__Activity__.
Output all of the entries below precisely as written.

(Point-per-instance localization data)
Content starts

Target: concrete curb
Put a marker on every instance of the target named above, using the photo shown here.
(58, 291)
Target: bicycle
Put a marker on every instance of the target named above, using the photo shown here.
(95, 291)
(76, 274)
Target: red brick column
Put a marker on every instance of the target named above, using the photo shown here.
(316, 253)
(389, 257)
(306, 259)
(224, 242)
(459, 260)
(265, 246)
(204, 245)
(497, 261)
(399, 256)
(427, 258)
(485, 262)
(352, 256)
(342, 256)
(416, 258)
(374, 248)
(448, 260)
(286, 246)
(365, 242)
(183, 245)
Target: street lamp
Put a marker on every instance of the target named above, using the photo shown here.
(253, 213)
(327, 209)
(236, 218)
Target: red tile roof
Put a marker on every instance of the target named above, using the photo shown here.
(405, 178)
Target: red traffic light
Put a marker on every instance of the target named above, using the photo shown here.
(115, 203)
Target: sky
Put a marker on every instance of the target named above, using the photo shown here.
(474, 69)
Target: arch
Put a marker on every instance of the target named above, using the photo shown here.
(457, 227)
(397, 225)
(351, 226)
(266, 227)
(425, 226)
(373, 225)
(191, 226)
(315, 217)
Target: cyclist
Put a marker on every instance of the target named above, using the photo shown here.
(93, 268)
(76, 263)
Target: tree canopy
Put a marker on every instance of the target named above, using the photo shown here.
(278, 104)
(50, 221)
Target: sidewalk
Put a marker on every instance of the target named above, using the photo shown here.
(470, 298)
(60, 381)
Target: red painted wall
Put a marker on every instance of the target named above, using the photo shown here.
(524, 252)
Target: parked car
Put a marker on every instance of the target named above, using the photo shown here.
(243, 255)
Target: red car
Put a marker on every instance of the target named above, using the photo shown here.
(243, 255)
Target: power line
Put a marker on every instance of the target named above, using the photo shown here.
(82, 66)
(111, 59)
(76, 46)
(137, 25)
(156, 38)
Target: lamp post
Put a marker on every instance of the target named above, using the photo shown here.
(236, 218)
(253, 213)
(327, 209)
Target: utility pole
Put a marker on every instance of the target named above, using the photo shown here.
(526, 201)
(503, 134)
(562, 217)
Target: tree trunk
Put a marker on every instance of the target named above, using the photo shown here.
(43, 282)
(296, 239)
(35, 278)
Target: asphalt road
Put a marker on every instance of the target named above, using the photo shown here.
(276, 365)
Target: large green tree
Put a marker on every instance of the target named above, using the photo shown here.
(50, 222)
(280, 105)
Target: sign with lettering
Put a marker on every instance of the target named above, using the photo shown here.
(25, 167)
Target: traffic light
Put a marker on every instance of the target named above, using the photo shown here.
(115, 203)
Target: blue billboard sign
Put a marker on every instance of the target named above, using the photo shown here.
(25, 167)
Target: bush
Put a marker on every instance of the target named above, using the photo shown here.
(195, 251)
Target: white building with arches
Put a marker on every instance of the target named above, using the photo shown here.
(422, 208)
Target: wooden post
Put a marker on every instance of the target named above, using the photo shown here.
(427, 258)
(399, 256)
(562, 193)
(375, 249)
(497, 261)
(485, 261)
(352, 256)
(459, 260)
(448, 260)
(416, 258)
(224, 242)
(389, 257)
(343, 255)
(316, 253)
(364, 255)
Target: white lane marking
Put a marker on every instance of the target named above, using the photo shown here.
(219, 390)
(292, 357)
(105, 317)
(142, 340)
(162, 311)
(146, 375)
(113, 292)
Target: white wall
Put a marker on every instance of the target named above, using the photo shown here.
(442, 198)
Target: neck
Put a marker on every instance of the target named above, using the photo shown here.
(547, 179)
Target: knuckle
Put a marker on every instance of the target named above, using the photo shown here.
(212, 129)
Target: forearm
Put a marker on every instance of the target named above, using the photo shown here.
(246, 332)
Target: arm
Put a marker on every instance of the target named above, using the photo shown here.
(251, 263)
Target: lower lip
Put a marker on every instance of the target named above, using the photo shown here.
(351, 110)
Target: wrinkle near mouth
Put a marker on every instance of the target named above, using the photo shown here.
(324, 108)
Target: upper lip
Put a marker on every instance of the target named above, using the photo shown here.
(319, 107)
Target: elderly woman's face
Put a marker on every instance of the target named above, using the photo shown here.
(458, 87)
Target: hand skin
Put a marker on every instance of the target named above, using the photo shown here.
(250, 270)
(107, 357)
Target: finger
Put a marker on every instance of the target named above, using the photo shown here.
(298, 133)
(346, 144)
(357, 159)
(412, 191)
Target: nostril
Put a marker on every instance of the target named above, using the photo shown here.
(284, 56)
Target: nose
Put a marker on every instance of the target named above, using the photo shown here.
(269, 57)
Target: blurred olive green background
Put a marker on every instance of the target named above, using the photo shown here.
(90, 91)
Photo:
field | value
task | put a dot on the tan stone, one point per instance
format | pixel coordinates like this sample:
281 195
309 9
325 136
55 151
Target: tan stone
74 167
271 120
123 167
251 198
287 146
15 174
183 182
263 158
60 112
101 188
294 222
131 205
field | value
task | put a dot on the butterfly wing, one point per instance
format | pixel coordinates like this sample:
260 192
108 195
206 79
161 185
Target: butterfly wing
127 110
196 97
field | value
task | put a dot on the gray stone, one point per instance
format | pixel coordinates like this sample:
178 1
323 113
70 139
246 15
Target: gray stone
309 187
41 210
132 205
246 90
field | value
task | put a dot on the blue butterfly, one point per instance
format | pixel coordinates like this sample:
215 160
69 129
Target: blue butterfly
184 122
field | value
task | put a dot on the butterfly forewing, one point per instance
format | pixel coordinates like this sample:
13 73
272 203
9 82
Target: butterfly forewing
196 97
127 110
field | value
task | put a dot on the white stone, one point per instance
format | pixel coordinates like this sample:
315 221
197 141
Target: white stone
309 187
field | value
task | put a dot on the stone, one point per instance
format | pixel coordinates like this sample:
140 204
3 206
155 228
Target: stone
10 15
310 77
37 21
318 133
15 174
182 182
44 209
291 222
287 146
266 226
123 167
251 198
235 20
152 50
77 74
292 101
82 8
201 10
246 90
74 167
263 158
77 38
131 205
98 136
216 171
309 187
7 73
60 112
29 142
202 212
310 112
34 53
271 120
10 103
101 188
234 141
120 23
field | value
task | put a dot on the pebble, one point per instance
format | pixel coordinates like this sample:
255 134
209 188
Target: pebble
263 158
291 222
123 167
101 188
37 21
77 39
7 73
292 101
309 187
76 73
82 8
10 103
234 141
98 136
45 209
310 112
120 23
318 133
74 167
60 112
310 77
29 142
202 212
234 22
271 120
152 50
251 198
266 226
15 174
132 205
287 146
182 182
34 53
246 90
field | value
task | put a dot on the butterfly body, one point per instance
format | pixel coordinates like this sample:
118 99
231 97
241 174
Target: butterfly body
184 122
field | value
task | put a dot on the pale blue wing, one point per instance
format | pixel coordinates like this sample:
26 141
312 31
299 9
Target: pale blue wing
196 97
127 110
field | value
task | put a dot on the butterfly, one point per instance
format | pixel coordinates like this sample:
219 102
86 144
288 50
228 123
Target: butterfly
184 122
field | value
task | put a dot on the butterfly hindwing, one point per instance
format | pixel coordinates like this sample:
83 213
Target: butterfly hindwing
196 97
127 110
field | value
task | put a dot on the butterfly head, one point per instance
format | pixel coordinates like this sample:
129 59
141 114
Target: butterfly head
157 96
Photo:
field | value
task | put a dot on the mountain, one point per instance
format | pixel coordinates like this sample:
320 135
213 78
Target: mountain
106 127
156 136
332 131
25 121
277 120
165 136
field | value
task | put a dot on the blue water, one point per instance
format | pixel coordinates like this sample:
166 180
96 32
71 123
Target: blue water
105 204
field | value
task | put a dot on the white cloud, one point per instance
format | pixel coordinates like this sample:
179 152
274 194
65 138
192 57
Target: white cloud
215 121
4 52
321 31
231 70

Content ends

__Result of the task__.
Target: concrete curb
Put a marker on every instance of the target named above, using the photo shown here.
(58, 291)
Target: bicycle
Put a marker on every instance of the target named above, using the photo shown here.
(95, 291)
(76, 274)
Target: red brick column
Put a marker on every instance of the target named above, using the photo shown here.
(316, 253)
(389, 257)
(306, 259)
(224, 242)
(459, 260)
(265, 246)
(204, 245)
(497, 261)
(399, 256)
(427, 258)
(485, 262)
(352, 256)
(342, 256)
(416, 258)
(374, 248)
(448, 260)
(286, 246)
(365, 242)
(183, 245)
Target: street lamp
Put a marker on every instance of the target named above, using the photo shown here.
(253, 213)
(327, 209)
(236, 218)
Target: red tile roof
Put a marker on every instance of the target named above, using the photo shown here.
(405, 178)
Target: red traffic light
Put a marker on every instance of the target named above, using the photo shown here.
(115, 203)
Target: sky
Put a marker on every instance of the target named above, using the photo shown here.
(474, 69)
Target: arch
Put a marker on every instance of the target named above, using the photo shown here.
(457, 227)
(397, 225)
(351, 226)
(266, 227)
(425, 226)
(373, 225)
(191, 226)
(315, 217)
Target: cyclist
Put a marker on every instance of the target named above, using the photo shown here.
(93, 268)
(76, 263)
Target: tree canopy
Put a marker on every instance of the target named above, using the photo shown here.
(278, 104)
(50, 221)
Target: sidewalk
Put a marker on every instance of the target named above, using the photo shown here.
(470, 298)
(60, 381)
Target: red painted wall
Put a marker on every instance of the target named above, using the photo shown here.
(524, 252)
Target: parked car
Put a marker on every instance of the target named above, using the photo shown here.
(243, 255)
Target: red car
Put a marker on every instance of the target named above, using the photo shown here.
(243, 255)
Target: power line
Put a marker on every instance of the target named above, using the photo shown here.
(82, 66)
(111, 59)
(76, 46)
(137, 25)
(156, 38)
Target: lamp post
Put a marker on every instance of the target named above, using the photo shown here.
(236, 218)
(253, 213)
(327, 209)
Target: utility pole
Put a marker on every instance of the target named above, using the photo shown here.
(526, 201)
(503, 134)
(562, 217)
Target: tree trunk
Put a marker on every instance of the target named above, using the photo shown here.
(43, 282)
(296, 239)
(35, 278)
Target: asphalt road
Put a marker on every instance of the target named above, using the photo shown here.
(276, 365)
Target: large green tree
Put a marker on every instance of the target named above, using the photo shown here.
(50, 222)
(280, 105)
Target: sign with lettering
Put a marker on every instance of the target named above, using the photo shown here.
(25, 167)
Target: traffic light
Put a marker on every instance of the target named above, using the photo shown here.
(115, 203)
Target: blue billboard sign
Put a marker on every instance of the target named above, using the photo shown here.
(25, 167)
Target: bush
Put a marker on every instance of the target named above, using the photo shown here.
(195, 251)
Target: white building with arches
Put a marker on every instance of the target named above, using the photo shown here.
(422, 208)
Target: wooden post
Put a marker on every instance of the target named above, using the photo shown here.
(427, 258)
(399, 256)
(562, 193)
(375, 249)
(497, 261)
(485, 261)
(352, 256)
(459, 260)
(448, 260)
(416, 258)
(224, 242)
(389, 257)
(343, 255)
(316, 253)
(364, 255)
Target: white lane marking
Put a marker on every instance of the target named above, using the photo shown here.
(219, 390)
(292, 357)
(105, 317)
(142, 340)
(162, 311)
(146, 375)
(113, 292)
Target: white wall
Put a marker on every instance of the target named above, using the photo shown here.
(442, 198)
Target: neck
Put a marker on every instance of the target named above, using the photo shown here.
(547, 179)
Target: knuckle
Put a marker on every instance of the target named above, using the photo shown here.
(212, 129)
Target: forearm
Put a marker on every instance of the target named above, using the photo shown here.
(246, 332)
Target: arm
Put a marker on every instance of the target named above, using the photo shown here.
(251, 263)
Target: lower lip
Put a marker on every instance of the target named above, using the photo shown here.
(351, 110)
Target: wrinkle near mouth
Put a marker on every instance of the target named above, using the photo shown here.
(324, 108)
Target: upper lip
Put a marker on every instance of the target named above, using the photo shown here.
(319, 107)
Target: elderly woman's face
Put a marker on every instance of the target named above, using the photo shown here.
(458, 87)
Target: hand skin
Put a marker on every instance of the target named above, using the photo shown here.
(250, 270)
(107, 357)
Target: finger
Put a marker on every instance of the target named above, using the photo shown here.
(298, 133)
(346, 144)
(357, 159)
(412, 191)
Target: nostril
Put a marker on every instance of the target named above, using the photo shown here.
(284, 56)
Target: nose
Put a marker on every instance of the target named above, using the photo shown here.
(269, 57)
Target: blurred olive green background
Put a marker on every instance of the target named above, using the photo shown here.
(90, 91)
Photo:
field | value
task | put a dot on the tan stone, one point per instance
format | pixel coordinates like this sample:
281 195
309 9
325 136
55 151
Target: tan stone
74 167
271 120
123 167
251 198
287 146
15 174
183 182
263 158
60 112
101 188
294 222
131 205
field | value
task | put a dot on the butterfly wing, one point per instance
format | pixel coordinates like this sample:
260 192
108 195
206 79
161 185
Target: butterfly wing
127 110
196 97
field | value
task | put a dot on the gray stone, one point per instance
format | pixel coordinates like this sample:
178 1
323 113
70 139
246 15
Target: gray stone
309 187
41 210
132 205
246 90
field | value
task | put a dot on the blue butterfly, one point per instance
format | pixel coordinates like this sample:
215 160
69 129
Target: blue butterfly
184 122
field | value
task | put a dot on the butterfly forewing, one point per instance
format | pixel coordinates like this sample:
13 73
272 203
9 82
Target: butterfly forewing
196 97
127 110
field | value
task | put a dot on the white stone, one point per instance
format | pixel coordinates like this sample:
315 221
197 141
Target: white stone
309 187
field | value
task | put a dot on the stone, one point per instance
format | pixel coordinates like this sample:
140 204
3 206
155 228
Target: stone
10 15
310 77
37 21
318 133
15 174
182 182
44 209
291 222
287 146
266 226
123 167
251 198
235 20
152 50
77 74
292 101
82 8
201 10
246 90
74 167
263 158
77 38
131 205
98 136
216 171
309 187
7 73
60 112
29 142
202 212
310 112
34 53
271 120
10 103
101 188
234 141
120 23
field | value
task | put a dot on the pebble, one point per instance
format | pixel coordinates like this sample:
255 134
209 188
Target: pebble
263 158
291 222
123 167
101 188
37 21
77 39
7 73
292 101
309 187
76 73
82 8
10 103
234 141
98 136
45 209
310 112
120 23
318 133
74 167
60 112
310 77
29 142
202 212
234 22
271 120
152 50
251 198
266 226
15 174
132 205
287 146
182 182
34 53
246 90
field | value
task | put a dot on the butterfly body, one point per instance
format | pixel coordinates like this sample:
118 99
231 97
241 174
Target: butterfly body
184 122
field | value
task | put a dot on the pale blue wing, one point per instance
format | pixel coordinates like this sample:
26 141
312 31
299 9
Target: pale blue wing
196 97
127 110
field | value
task | put a dot on the butterfly, one point per instance
format | pixel coordinates like this sample:
219 102
86 144
288 50
228 123
Target: butterfly
184 122
field | value
task | put a dot on the butterfly hindwing, one point per instance
format | pixel coordinates like this sample:
83 213
Target: butterfly hindwing
196 97
127 110
field | value
task | put a dot on the butterfly head, one point per instance
format | pixel coordinates like this sample:
129 59
141 114
Target: butterfly head
157 96
Photo:
field | value
task | put a dot on the mountain, one point per instance
format | pixel coordinates like this sample:
320 135
213 78
Target: mountain
106 127
156 136
332 131
25 121
277 120
165 136
field | value
task | put a dot on the blue water, one point per instance
format | pixel coordinates like this sample:
166 180
96 32
71 123
Target: blue water
105 204
field | value
task | put a dot on the white cloud, one point per instance
format | pixel coordinates like this sample:
179 152
274 194
65 138
192 57
Target: white cloud
215 121
4 52
321 31
231 70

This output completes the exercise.